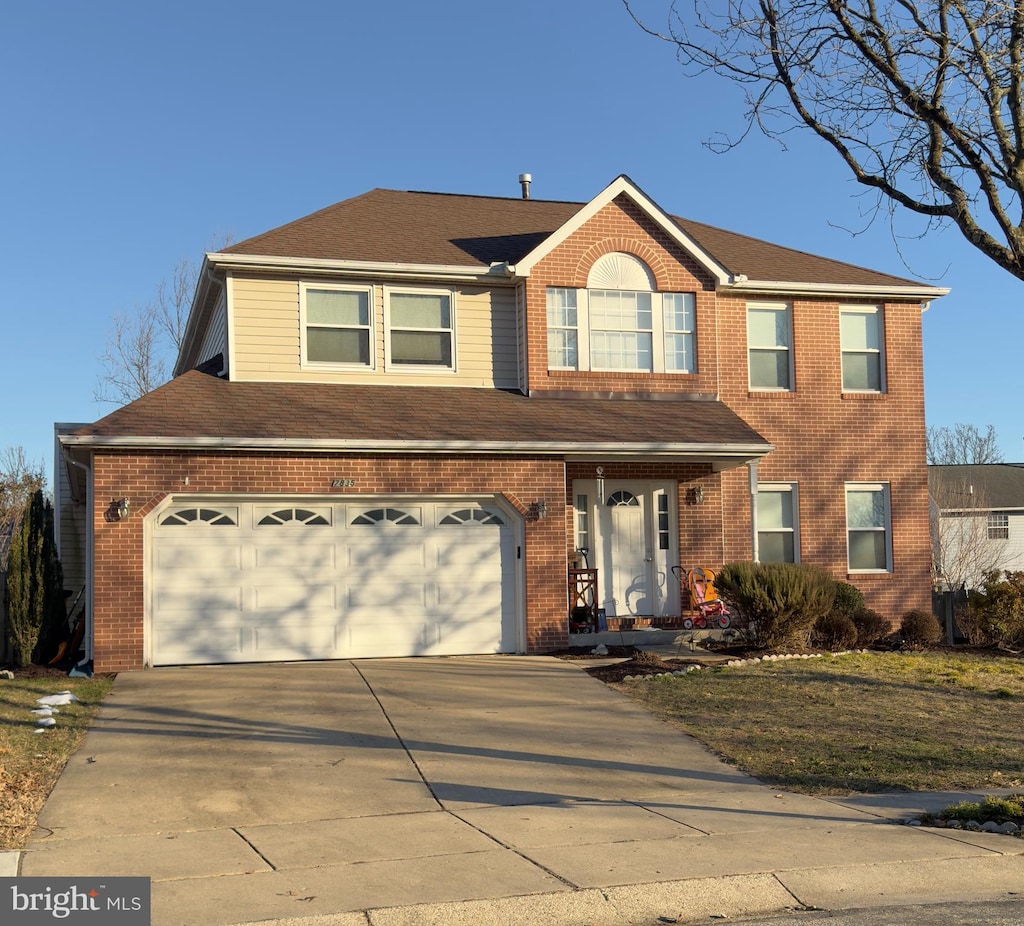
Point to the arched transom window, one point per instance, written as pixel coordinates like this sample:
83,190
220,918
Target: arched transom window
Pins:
621,323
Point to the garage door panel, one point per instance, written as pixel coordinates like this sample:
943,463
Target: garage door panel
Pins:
201,556
475,550
467,597
385,637
205,599
372,597
296,597
373,557
185,642
331,581
289,639
296,556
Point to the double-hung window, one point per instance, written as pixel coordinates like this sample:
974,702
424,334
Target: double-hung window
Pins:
868,528
998,525
778,534
769,342
861,346
337,325
563,351
420,328
631,331
621,331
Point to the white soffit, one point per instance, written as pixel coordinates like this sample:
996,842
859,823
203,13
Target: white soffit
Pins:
623,184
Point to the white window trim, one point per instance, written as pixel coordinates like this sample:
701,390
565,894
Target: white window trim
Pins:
794,490
420,369
774,306
304,361
888,528
876,310
657,332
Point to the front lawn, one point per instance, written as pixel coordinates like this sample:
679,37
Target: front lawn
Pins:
31,762
929,721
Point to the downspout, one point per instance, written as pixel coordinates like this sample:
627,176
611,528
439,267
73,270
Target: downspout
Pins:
89,574
752,469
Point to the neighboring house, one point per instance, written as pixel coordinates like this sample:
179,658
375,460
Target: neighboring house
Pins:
395,424
977,521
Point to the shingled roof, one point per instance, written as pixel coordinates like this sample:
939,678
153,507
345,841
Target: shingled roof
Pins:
390,225
199,410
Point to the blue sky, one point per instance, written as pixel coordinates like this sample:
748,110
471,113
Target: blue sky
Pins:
133,135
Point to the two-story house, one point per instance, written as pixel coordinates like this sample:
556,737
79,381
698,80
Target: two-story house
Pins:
397,422
977,521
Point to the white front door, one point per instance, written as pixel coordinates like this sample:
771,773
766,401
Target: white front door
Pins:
243,579
632,539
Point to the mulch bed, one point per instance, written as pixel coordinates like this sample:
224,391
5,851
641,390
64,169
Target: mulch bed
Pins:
637,662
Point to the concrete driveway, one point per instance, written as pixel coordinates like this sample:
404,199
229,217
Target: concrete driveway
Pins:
507,790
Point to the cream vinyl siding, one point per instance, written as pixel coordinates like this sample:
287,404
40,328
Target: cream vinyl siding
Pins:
71,519
215,340
267,337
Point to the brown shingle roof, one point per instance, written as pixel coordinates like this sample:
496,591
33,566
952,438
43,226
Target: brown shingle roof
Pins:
390,225
978,486
197,407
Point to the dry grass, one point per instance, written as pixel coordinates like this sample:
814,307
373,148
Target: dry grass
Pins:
927,721
31,762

= = =

Without including any pictures, reproduce the listing exactly.

Point to the arched transom window, one point per instance, written as pixel coordinates like this sample:
83,190
220,918
Target: arched transom window
Pins:
621,323
Point to the garage door panel, one point per instance, written as pixel coordinates like this sample:
943,463
Target: garage door panel
Pins:
201,556
475,550
467,597
385,637
205,599
372,597
296,597
373,557
185,642
331,581
289,639
296,556
Point to the double-hung window, one point per instance, written as pixel coordinates like this sample:
974,702
424,334
Target: double-hung window
Pins:
868,528
998,525
778,534
769,342
861,346
337,325
563,351
420,328
631,331
621,331
Point to the white soffit, one point per instance, written as pixel coordinates like this sample:
996,842
859,823
203,13
Target: white soffit
Pins:
623,184
Point to the white window trim, one point per instance, written as pixel coordinates like this sample:
701,390
565,894
Target: white window trim
Pins:
794,490
420,369
774,306
304,361
888,528
876,310
657,332
Point to the front lawn, one point per instance, written as pixel coordinates like this sample:
679,37
Target: front lawn
Pins:
31,762
929,721
Point to the downspout, one point per instance, written as pixel coordinates like this sample:
627,176
611,528
439,267
73,270
Target: downspout
Pins:
89,574
752,469
Point to the neighboring house, one point per instance, written as pixel coordinates like this sample:
179,658
375,460
Target: neighboring house
Pins:
395,424
977,521
Point to the shingled roof, one point per instance, written as pixel coordinates like this sample:
939,678
153,507
345,841
Target: shingled roof
Pins:
390,225
199,410
Point to the blue sky, one point per instance, written as pixel coordinates like this sample:
748,110
471,113
Target: blue sky
Pins:
133,135
Point to the two-story house, one point per instance, written as pixel coordinates like this sample:
556,737
79,381
698,80
Target: two-story house
Pins:
397,422
977,521
Point to the white front door, one point per instance, written as pixel coordinates like this sample:
771,773
766,401
Target: white front door
Pins:
243,579
632,539
Point to the mulch bed, one point per instance, written as pixel coordinates like this sample:
224,391
5,851
641,390
64,169
Target: mulch bed
Pins:
637,662
Point to the concrete driveway, one point per instance, written as pixel coordinates like this sample:
404,199
229,217
Target: concrete driveway
Pins:
507,790
Point to the cream vinyl siding, one point per instance, written as pixel coordinates like this sample:
287,404
40,328
Target: cream vinyl siding
Pins:
71,519
215,340
267,337
Point to the brown shingle roof, one point per instance, written as pixel coordinates like this sample:
496,591
33,566
952,438
43,226
Target: brown shingle roof
Pins:
390,225
978,486
197,407
Point to the dry grass, one point per instance, written as pixel coordinates like this sample:
814,307
373,148
Target: dry grass
Pins:
927,721
31,762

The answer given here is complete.